▶ **Dataset extract**:
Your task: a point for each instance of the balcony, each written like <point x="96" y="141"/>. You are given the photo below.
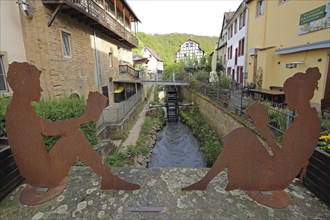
<point x="95" y="16"/>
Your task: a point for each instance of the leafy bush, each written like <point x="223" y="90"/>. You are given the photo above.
<point x="209" y="140"/>
<point x="125" y="158"/>
<point x="4" y="102"/>
<point x="63" y="109"/>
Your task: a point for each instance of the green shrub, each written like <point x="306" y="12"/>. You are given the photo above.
<point x="63" y="109"/>
<point x="125" y="158"/>
<point x="210" y="144"/>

▶ **Your assignment**:
Please repeat each line above exactly as it appears, but omit the pictures.

▶ **Solution**:
Your task: a point for each instance of the balcony, each written like <point x="96" y="141"/>. You are given the photo below.
<point x="95" y="16"/>
Your task: a point for each instance of the leafy bush, each written like <point x="223" y="90"/>. You are given the photo above.
<point x="209" y="140"/>
<point x="125" y="158"/>
<point x="4" y="102"/>
<point x="63" y="109"/>
Your task: a point for each instance of the green shrub, each written like <point x="306" y="12"/>. You are given the photo above.
<point x="63" y="109"/>
<point x="125" y="158"/>
<point x="210" y="144"/>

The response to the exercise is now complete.